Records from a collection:
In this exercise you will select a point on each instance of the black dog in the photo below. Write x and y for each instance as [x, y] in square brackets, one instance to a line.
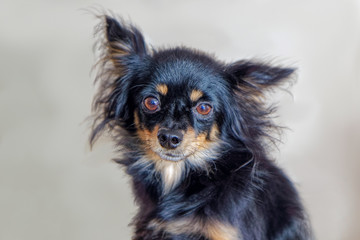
[193, 133]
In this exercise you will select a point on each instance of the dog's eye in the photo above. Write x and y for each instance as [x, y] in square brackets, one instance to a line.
[203, 108]
[151, 104]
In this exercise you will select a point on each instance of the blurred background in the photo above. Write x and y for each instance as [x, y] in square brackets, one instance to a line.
[53, 187]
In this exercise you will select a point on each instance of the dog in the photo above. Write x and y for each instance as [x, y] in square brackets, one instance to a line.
[193, 133]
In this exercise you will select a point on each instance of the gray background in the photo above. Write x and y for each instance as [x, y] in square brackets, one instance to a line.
[53, 187]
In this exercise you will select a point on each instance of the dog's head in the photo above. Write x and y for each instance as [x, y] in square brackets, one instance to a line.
[178, 107]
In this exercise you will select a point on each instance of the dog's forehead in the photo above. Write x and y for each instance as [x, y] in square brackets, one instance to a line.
[184, 77]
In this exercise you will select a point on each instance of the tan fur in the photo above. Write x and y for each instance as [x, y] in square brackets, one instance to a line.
[195, 148]
[196, 95]
[162, 89]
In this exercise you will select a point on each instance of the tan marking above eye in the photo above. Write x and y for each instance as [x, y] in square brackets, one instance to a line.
[162, 89]
[203, 108]
[151, 104]
[196, 95]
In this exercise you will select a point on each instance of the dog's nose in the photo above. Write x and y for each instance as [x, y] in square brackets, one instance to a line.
[170, 138]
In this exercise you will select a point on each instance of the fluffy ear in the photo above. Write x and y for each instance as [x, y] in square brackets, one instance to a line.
[249, 115]
[122, 56]
[123, 41]
[258, 75]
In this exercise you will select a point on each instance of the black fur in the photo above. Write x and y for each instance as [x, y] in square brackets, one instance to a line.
[233, 183]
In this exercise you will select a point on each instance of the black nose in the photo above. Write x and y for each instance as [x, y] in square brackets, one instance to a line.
[170, 138]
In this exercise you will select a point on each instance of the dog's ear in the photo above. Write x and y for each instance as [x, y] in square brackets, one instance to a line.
[249, 115]
[259, 76]
[122, 57]
[123, 41]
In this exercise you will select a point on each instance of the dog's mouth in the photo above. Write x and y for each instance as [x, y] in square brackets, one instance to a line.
[168, 156]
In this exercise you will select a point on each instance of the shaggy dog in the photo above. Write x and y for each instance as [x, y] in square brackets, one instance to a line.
[193, 134]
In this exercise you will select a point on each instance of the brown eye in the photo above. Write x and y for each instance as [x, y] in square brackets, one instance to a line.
[151, 104]
[203, 108]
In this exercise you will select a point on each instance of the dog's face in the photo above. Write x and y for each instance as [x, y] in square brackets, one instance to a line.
[178, 106]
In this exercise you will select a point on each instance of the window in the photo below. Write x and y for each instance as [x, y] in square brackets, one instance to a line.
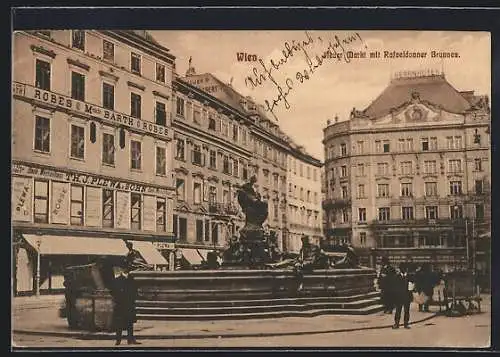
[77, 86]
[161, 114]
[108, 208]
[431, 188]
[197, 193]
[455, 187]
[108, 51]
[431, 212]
[42, 79]
[345, 215]
[160, 73]
[406, 190]
[386, 146]
[226, 167]
[344, 192]
[343, 171]
[360, 147]
[362, 214]
[161, 214]
[41, 201]
[425, 144]
[180, 189]
[197, 156]
[407, 213]
[179, 108]
[430, 167]
[479, 211]
[211, 124]
[361, 191]
[213, 159]
[456, 212]
[235, 133]
[362, 238]
[361, 169]
[180, 150]
[135, 211]
[455, 166]
[479, 187]
[76, 209]
[384, 214]
[42, 134]
[478, 165]
[108, 96]
[135, 105]
[343, 149]
[135, 155]
[161, 161]
[77, 142]
[135, 63]
[383, 168]
[383, 190]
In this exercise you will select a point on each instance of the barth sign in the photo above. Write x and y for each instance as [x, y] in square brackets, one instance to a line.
[67, 103]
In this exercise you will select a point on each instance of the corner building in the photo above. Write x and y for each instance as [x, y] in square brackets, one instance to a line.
[91, 150]
[409, 177]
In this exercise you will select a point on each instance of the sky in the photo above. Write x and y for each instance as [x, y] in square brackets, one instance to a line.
[336, 85]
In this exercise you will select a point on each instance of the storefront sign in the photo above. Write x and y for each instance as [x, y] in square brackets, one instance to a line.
[60, 202]
[85, 179]
[21, 198]
[68, 103]
[163, 245]
[93, 207]
[123, 210]
[149, 213]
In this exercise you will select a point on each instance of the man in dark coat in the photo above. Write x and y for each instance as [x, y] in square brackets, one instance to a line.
[124, 295]
[403, 296]
[385, 282]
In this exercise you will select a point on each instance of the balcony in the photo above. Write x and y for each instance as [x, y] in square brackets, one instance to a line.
[336, 202]
[225, 209]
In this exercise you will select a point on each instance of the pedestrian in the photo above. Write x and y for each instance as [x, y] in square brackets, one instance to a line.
[403, 296]
[124, 295]
[385, 283]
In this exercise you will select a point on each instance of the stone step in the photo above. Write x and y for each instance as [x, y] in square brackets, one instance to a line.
[229, 309]
[273, 314]
[259, 302]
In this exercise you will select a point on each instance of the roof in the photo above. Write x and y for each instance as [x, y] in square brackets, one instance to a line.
[432, 88]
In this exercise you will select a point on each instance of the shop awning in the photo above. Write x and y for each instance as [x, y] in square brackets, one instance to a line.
[68, 245]
[149, 252]
[194, 256]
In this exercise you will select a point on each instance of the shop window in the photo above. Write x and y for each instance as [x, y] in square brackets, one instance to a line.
[41, 202]
[78, 86]
[42, 134]
[108, 208]
[161, 214]
[135, 211]
[76, 205]
[77, 142]
[108, 149]
[42, 79]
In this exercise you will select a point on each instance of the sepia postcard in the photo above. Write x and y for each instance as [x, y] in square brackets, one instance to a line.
[251, 188]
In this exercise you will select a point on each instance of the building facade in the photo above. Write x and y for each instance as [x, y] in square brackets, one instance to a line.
[91, 148]
[212, 159]
[304, 197]
[409, 177]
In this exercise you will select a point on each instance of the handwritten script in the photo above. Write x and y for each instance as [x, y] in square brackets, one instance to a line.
[335, 48]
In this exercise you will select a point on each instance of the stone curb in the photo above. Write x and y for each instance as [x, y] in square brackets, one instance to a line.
[110, 336]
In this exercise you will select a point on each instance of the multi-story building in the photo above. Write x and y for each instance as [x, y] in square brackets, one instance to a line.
[212, 158]
[304, 197]
[409, 176]
[91, 149]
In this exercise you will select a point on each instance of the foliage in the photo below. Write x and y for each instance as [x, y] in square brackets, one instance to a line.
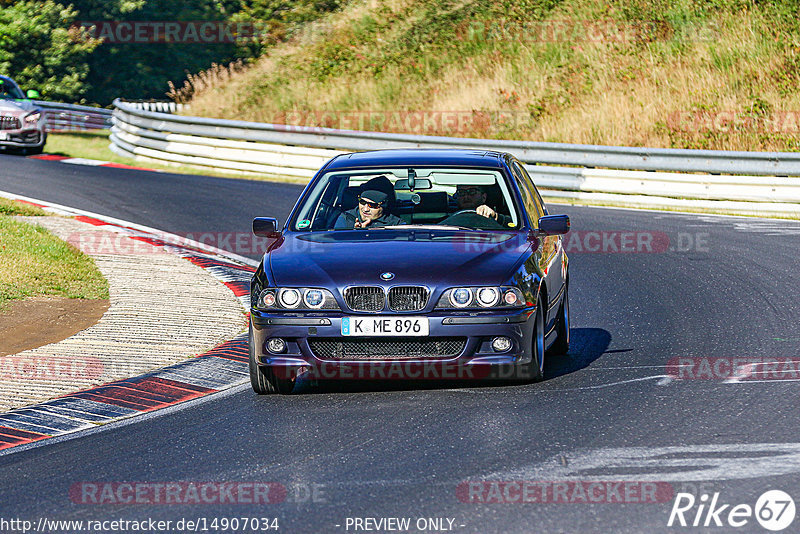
[40, 52]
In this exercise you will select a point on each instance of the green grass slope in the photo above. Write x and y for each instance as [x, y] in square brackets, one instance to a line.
[718, 74]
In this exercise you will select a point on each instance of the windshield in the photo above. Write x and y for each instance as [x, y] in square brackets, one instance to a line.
[429, 197]
[9, 91]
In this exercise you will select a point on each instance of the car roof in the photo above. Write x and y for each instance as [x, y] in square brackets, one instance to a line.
[418, 157]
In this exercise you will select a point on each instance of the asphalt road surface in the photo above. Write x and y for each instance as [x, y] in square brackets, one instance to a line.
[682, 379]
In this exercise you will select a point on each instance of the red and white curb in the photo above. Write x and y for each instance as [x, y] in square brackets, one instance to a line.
[221, 368]
[89, 162]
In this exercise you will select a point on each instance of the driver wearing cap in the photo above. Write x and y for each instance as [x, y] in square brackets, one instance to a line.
[371, 212]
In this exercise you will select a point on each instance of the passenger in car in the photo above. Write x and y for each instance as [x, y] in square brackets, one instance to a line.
[473, 197]
[371, 212]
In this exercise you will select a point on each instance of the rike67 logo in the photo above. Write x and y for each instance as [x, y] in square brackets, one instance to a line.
[774, 510]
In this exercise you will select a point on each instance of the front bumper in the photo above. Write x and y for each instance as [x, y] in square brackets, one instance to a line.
[29, 138]
[301, 332]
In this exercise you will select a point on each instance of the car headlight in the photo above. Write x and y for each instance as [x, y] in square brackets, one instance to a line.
[33, 118]
[461, 297]
[291, 298]
[487, 296]
[481, 297]
[313, 298]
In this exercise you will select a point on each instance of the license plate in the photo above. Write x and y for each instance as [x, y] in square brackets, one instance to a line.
[385, 326]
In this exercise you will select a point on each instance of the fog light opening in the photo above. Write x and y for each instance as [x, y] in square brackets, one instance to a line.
[276, 345]
[501, 344]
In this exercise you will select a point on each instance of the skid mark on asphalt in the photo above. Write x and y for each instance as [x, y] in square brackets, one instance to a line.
[667, 464]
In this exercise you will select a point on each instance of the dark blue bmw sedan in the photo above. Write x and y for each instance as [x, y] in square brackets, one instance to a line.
[411, 264]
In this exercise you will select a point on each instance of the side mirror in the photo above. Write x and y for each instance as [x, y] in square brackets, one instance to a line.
[266, 227]
[554, 224]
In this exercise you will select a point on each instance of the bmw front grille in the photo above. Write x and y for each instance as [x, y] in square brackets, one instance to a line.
[373, 298]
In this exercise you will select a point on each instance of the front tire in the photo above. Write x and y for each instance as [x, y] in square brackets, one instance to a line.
[263, 378]
[532, 371]
[561, 345]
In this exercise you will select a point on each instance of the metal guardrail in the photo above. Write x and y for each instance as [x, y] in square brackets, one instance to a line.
[240, 146]
[64, 117]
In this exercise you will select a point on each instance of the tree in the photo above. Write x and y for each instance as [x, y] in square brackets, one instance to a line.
[40, 50]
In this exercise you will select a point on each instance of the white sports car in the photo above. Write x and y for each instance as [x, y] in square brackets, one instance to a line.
[22, 124]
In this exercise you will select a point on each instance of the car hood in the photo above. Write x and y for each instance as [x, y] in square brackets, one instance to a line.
[15, 107]
[344, 258]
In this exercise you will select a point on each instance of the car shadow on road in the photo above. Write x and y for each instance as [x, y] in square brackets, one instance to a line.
[586, 345]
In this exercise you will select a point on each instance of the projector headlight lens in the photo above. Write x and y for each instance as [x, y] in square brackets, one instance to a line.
[290, 298]
[314, 298]
[461, 297]
[488, 296]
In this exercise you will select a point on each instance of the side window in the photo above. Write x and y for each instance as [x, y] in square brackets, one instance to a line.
[528, 196]
[536, 196]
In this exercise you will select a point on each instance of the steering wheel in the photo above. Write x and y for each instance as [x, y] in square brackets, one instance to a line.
[462, 211]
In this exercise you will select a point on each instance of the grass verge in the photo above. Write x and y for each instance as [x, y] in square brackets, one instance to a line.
[712, 74]
[35, 262]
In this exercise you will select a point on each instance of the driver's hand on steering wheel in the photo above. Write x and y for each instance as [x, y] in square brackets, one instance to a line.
[486, 211]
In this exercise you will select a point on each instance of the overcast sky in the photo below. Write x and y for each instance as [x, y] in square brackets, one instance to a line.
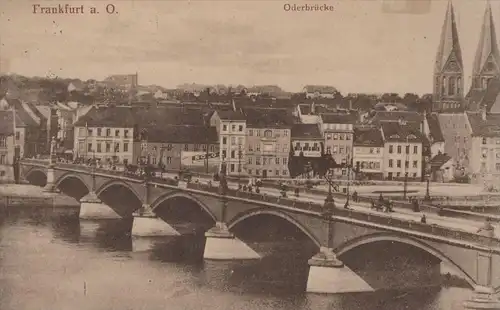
[357, 48]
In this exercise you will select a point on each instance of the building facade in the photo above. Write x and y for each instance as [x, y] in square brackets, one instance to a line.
[402, 152]
[368, 153]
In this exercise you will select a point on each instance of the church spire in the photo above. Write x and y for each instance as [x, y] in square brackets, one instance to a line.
[487, 61]
[448, 70]
[449, 43]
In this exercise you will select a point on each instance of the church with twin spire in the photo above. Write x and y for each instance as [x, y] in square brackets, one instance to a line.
[448, 82]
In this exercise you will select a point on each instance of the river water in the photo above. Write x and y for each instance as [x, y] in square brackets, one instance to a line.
[49, 259]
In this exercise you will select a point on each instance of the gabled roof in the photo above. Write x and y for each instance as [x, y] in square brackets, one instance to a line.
[395, 116]
[484, 128]
[438, 161]
[338, 118]
[487, 48]
[368, 137]
[322, 89]
[268, 118]
[449, 43]
[306, 131]
[435, 128]
[394, 132]
[6, 122]
[182, 134]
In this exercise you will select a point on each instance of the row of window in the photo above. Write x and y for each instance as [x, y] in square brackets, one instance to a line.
[107, 147]
[268, 133]
[407, 149]
[368, 164]
[338, 150]
[338, 136]
[268, 172]
[277, 147]
[237, 128]
[103, 132]
[170, 147]
[267, 161]
[398, 163]
[233, 140]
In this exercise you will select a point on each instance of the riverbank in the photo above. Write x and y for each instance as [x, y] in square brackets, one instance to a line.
[22, 195]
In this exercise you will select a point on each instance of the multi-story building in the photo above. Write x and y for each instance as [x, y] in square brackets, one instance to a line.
[484, 164]
[268, 142]
[7, 146]
[173, 147]
[402, 151]
[368, 152]
[307, 147]
[338, 131]
[232, 131]
[106, 134]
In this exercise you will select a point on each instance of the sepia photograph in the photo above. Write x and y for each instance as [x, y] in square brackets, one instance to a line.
[249, 154]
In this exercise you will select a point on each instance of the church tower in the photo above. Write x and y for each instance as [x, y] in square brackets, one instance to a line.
[448, 70]
[487, 61]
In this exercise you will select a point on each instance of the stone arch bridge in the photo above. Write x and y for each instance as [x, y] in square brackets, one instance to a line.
[476, 257]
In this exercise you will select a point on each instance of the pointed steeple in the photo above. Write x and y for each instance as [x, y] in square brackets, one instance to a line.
[448, 70]
[449, 44]
[487, 61]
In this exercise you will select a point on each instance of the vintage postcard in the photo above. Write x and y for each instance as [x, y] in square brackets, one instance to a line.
[249, 154]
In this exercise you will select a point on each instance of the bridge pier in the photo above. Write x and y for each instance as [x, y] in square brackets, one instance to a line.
[221, 244]
[50, 186]
[329, 275]
[91, 207]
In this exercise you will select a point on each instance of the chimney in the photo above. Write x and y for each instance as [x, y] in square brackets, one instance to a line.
[482, 109]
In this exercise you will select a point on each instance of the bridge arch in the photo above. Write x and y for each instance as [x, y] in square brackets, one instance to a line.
[180, 194]
[111, 183]
[376, 237]
[70, 175]
[264, 211]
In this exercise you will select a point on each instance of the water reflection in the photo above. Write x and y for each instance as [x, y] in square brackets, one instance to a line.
[49, 259]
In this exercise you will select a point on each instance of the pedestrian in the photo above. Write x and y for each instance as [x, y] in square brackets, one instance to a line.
[423, 219]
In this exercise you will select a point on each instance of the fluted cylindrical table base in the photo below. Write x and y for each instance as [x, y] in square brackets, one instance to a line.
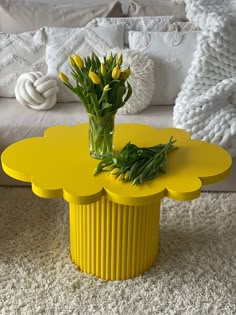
[114, 241]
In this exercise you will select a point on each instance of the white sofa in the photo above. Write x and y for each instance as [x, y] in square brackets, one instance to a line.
[18, 122]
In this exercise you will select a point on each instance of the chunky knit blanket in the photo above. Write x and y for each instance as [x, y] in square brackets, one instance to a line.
[206, 104]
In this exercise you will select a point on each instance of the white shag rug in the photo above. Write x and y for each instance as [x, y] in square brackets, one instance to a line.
[194, 274]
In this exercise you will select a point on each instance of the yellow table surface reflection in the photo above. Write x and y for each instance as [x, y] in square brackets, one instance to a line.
[114, 226]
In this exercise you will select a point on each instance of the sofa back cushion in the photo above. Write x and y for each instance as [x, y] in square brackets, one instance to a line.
[62, 42]
[172, 53]
[137, 23]
[156, 7]
[27, 15]
[20, 53]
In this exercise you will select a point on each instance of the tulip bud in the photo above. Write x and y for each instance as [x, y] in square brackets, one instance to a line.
[103, 69]
[126, 73]
[79, 61]
[119, 59]
[63, 77]
[116, 73]
[109, 58]
[94, 77]
[71, 61]
[106, 87]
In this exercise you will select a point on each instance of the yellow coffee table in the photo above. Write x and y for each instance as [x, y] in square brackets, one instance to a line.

== What this task involves ==
Please copy out the lines starting at the one that contains "of the sofa" and ending at the last line, swapping "tulip bud" for "flower bud" and changing nothing else.

== Solution to this problem ==
In this exercise you will select a point on each instance of the sofa back cushion in the photo above. Write x and y for each instance as [x, y] in square brackets, one instance to a line.
[62, 42]
[172, 53]
[137, 23]
[156, 7]
[27, 15]
[20, 53]
In this exercise you will select a point on each instance of the flower bud in the photo above. Write x and y for each instance as [x, y] in square brackets, one instance to a line.
[103, 69]
[126, 73]
[79, 61]
[119, 59]
[63, 77]
[116, 73]
[109, 58]
[94, 77]
[71, 61]
[106, 87]
In this exercise you will select a point on each instance of the yellow coffee table in the photo above. Write x and y for each instance as [x, y] in square brackets, one instance to a line.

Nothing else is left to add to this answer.